═════ Records shown ═════
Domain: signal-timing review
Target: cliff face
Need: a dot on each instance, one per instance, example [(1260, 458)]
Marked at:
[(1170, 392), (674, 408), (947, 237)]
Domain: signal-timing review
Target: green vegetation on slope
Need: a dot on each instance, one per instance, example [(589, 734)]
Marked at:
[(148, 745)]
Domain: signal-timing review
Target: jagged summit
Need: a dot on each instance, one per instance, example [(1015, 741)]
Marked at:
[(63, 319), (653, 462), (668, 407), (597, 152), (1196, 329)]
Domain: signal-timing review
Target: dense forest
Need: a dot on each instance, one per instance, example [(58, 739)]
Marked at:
═════
### [Set task]
Rewrite the rows as a numbered list, starting at the first line and ending at the line containing "[(63, 319), (653, 462), (668, 407), (597, 152), (1196, 329)]", both included, and leave out any blank lines.

### [The result]
1. Domain: signal-timing review
2. Target: cliff face
3. Need: a dot on each instance, one per instance, example [(1260, 458)]
4. Marked at:
5. [(1170, 392), (674, 408), (947, 237)]
6. Domain: signal-timing review
7. Target: green vegetation on slope
8. Need: a dot on each instance, one per instance, example [(589, 734)]
9. Marked at:
10. [(148, 745)]
11. Domain: signal-timing review
12. Target: jagged summit
13. Need: a dot on each instance, one per instance, example [(1015, 741)]
14. Marked at:
15. [(63, 319), (653, 462), (668, 407), (597, 152), (1196, 329)]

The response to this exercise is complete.